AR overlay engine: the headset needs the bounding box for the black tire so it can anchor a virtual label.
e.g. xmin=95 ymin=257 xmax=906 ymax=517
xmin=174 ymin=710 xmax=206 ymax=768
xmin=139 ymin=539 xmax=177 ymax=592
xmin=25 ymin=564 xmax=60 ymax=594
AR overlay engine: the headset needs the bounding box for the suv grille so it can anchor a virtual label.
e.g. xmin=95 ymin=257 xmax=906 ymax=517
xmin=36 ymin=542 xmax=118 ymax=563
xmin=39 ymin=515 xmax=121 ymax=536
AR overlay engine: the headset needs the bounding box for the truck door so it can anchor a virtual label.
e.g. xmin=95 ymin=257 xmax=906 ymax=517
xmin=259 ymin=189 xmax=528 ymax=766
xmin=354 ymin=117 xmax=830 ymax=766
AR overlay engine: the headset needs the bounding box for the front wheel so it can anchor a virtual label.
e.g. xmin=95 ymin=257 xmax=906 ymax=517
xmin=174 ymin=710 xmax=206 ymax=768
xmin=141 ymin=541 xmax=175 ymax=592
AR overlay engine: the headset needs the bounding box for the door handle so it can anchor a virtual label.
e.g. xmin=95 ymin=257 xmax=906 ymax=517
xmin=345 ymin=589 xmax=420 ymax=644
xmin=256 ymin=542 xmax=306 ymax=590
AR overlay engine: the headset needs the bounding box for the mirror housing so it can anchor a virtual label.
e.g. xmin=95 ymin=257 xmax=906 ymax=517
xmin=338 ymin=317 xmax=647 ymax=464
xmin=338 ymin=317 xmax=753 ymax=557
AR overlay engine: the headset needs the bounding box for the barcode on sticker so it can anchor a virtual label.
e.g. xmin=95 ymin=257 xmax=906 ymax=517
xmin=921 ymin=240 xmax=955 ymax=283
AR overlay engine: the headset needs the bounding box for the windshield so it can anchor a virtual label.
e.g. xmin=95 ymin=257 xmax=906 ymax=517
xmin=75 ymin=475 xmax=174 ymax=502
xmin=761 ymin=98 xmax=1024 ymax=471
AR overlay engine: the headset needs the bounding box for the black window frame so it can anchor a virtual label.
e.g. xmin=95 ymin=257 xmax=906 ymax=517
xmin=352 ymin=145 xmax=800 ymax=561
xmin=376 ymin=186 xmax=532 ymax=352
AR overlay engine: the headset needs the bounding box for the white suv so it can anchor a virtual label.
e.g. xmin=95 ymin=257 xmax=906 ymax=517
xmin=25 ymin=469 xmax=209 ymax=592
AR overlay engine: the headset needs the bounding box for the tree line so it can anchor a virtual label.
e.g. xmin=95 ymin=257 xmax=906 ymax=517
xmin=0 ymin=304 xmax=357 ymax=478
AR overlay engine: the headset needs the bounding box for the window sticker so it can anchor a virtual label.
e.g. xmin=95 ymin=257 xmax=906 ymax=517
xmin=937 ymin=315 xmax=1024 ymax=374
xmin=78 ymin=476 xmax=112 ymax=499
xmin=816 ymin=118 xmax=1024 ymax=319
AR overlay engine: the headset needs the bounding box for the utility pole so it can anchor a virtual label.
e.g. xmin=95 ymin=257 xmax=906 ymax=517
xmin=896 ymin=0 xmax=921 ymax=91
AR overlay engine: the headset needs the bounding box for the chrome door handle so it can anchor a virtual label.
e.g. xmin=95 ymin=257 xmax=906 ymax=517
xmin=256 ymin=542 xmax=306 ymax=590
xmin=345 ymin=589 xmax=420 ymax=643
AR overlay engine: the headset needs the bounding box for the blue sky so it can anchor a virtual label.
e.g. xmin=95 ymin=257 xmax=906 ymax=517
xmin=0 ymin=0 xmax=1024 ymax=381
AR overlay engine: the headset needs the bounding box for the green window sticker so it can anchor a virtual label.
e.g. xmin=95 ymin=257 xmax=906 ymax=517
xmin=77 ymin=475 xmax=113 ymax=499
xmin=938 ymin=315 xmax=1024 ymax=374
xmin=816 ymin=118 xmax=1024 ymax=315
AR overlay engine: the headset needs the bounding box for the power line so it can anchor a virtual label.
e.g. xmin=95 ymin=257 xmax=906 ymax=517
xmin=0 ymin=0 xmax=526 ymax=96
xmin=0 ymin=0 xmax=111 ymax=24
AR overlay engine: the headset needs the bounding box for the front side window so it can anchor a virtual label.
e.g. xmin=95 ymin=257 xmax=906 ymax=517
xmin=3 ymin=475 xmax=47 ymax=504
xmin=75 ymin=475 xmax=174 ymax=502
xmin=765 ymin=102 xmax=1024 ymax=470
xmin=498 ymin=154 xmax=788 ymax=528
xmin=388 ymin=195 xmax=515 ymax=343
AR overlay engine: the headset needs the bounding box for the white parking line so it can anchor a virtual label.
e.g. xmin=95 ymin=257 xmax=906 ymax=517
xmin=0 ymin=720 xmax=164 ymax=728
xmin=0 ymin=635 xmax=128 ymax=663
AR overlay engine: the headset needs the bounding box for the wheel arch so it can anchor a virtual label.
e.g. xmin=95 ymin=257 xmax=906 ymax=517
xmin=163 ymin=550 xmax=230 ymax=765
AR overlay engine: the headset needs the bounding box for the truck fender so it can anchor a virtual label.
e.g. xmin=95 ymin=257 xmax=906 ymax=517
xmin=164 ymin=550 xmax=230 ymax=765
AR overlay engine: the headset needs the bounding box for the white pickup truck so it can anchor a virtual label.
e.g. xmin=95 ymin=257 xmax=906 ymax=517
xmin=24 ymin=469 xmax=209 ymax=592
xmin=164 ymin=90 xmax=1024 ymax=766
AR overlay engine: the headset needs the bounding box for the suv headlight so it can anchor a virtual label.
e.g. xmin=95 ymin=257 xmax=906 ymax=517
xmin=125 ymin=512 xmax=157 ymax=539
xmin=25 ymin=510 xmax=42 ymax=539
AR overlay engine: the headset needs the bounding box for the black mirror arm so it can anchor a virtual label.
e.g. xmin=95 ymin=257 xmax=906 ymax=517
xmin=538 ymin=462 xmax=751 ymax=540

* * *

> _Exercise_
Revise the material above by replacing every instance of "virtual label" with "floating tag". Leave everything else untouched.

> _Result of the task_
AR overlay engine: the headset needs the bounding box for the black tire so it can anchor a floating tag.
e.g. xmin=95 ymin=257 xmax=906 ymax=517
xmin=174 ymin=710 xmax=206 ymax=768
xmin=139 ymin=539 xmax=177 ymax=592
xmin=25 ymin=564 xmax=60 ymax=594
AR overlay engine: the headset needs the bounding box for the suv grille so it can anchor a floating tag.
e.g. xmin=95 ymin=257 xmax=906 ymax=517
xmin=36 ymin=542 xmax=118 ymax=563
xmin=39 ymin=515 xmax=121 ymax=536
AR overlay engine: the headset needs the bounding box for the truck door so it can anchor a floating tag.
e.g. xmin=95 ymin=257 xmax=906 ymax=517
xmin=259 ymin=189 xmax=528 ymax=766
xmin=354 ymin=117 xmax=830 ymax=766
AR overlay engine: the headset needs the bounding box for the front wheel so it can anchor a floating tag.
e.g. xmin=95 ymin=257 xmax=906 ymax=517
xmin=174 ymin=710 xmax=206 ymax=768
xmin=141 ymin=541 xmax=175 ymax=592
AR overlay engine: the headset needs the bounding box for the door handle so it can anchor a floating tag.
e.g. xmin=95 ymin=257 xmax=906 ymax=517
xmin=345 ymin=589 xmax=420 ymax=644
xmin=256 ymin=542 xmax=306 ymax=590
AR overlay engine: the headset needs the bounding box for the mirror housing so it can anchor a floating tag.
e.g. xmin=95 ymin=257 xmax=906 ymax=517
xmin=338 ymin=317 xmax=647 ymax=464
xmin=338 ymin=317 xmax=753 ymax=557
AR overlay engine: the headset needs the bounding box for the barcode on sticker so it can anchor a floating tag.
e.g. xmin=95 ymin=257 xmax=906 ymax=517
xmin=921 ymin=240 xmax=955 ymax=283
AR overlay engine: the headset needs the bounding box for the windshield so it can anchor a floating tag.
e.g. xmin=95 ymin=257 xmax=906 ymax=517
xmin=75 ymin=475 xmax=174 ymax=502
xmin=761 ymin=98 xmax=1024 ymax=471
AR overlay engine: the headset needs the bounding box for the black window frame so it can anchor a floating tag.
e.g. xmin=95 ymin=257 xmax=906 ymax=517
xmin=352 ymin=145 xmax=800 ymax=561
xmin=376 ymin=186 xmax=532 ymax=352
AR overlay engine: the headset needs the bounding box for the white suv so it can anchor a floating tag.
e.g. xmin=95 ymin=257 xmax=906 ymax=517
xmin=25 ymin=469 xmax=209 ymax=592
AR overlay engine: the headset needs the bounding box for the tree line so it can anchor a floating tag.
e.g. xmin=95 ymin=257 xmax=906 ymax=517
xmin=0 ymin=304 xmax=357 ymax=478
AR overlay engine: the headset needs the bounding box for the window sticker so it can anchor a floating tag.
e.g. xmin=95 ymin=257 xmax=906 ymax=517
xmin=937 ymin=315 xmax=1024 ymax=374
xmin=78 ymin=476 xmax=112 ymax=499
xmin=816 ymin=118 xmax=1024 ymax=319
AR overlay engine: the headset needs the bounding box for the utility pole so it can anchor a floating tag.
e.g. xmin=95 ymin=257 xmax=906 ymax=517
xmin=896 ymin=0 xmax=921 ymax=91
AR overlay engine: the headset needs the bounding box for the chrome door handle so it can anchor a floating tag.
e.g. xmin=95 ymin=257 xmax=906 ymax=517
xmin=256 ymin=542 xmax=306 ymax=590
xmin=345 ymin=589 xmax=420 ymax=643
AR overlay engine: the headset needs the bounding box for the blue sky so it can anchor a floating tag.
e.g. xmin=95 ymin=257 xmax=906 ymax=517
xmin=0 ymin=0 xmax=1024 ymax=381
AR overlay engine: the headset needs the bounding box for the green window sticker so it can anchor a floating tag.
e.g. xmin=95 ymin=257 xmax=906 ymax=517
xmin=77 ymin=475 xmax=113 ymax=499
xmin=938 ymin=315 xmax=1024 ymax=374
xmin=816 ymin=118 xmax=1024 ymax=315
AR overlay engine: the headset needs the bounding box for the power line so it can anchor a floating tag.
e.g. xmin=95 ymin=257 xmax=906 ymax=517
xmin=0 ymin=0 xmax=526 ymax=96
xmin=0 ymin=0 xmax=111 ymax=24
AR overlay engine: the headset needs the bounding box for the front side window so it can anchor a floating tag.
e.g. xmin=95 ymin=257 xmax=906 ymax=517
xmin=3 ymin=475 xmax=47 ymax=504
xmin=75 ymin=475 xmax=174 ymax=502
xmin=765 ymin=102 xmax=1024 ymax=470
xmin=498 ymin=154 xmax=788 ymax=528
xmin=388 ymin=195 xmax=515 ymax=343
AR overlay engine: the headset needs the bounding box for the white parking line so it can anchor a floating tag.
e.g. xmin=95 ymin=257 xmax=906 ymax=517
xmin=0 ymin=720 xmax=164 ymax=728
xmin=0 ymin=635 xmax=128 ymax=663
AR overlay engine: the headset needs the bounding box for the wheel arch so it can anchor a floating tag.
e.g. xmin=95 ymin=257 xmax=906 ymax=517
xmin=163 ymin=550 xmax=230 ymax=765
AR overlay engine: the headset needs the bounding box for the truck fender so it can anchor a floating tag.
e.g. xmin=95 ymin=257 xmax=906 ymax=517
xmin=164 ymin=550 xmax=230 ymax=765
AR overlay engine: the headset needs the bounding box for the white pickup truck so it can anchor a floating tag.
e.g. xmin=95 ymin=257 xmax=906 ymax=517
xmin=24 ymin=469 xmax=209 ymax=592
xmin=164 ymin=90 xmax=1024 ymax=766
AR overlay engine: the headset needs the bounding box for the suv headlight so it can anchor a floating tag.
e.g. xmin=95 ymin=257 xmax=906 ymax=517
xmin=125 ymin=512 xmax=157 ymax=539
xmin=25 ymin=510 xmax=42 ymax=539
AR overlay engine: the headset needs the bounding box for the black mirror arm so it can anchor a floating tag.
e.g. xmin=95 ymin=257 xmax=906 ymax=517
xmin=538 ymin=462 xmax=751 ymax=540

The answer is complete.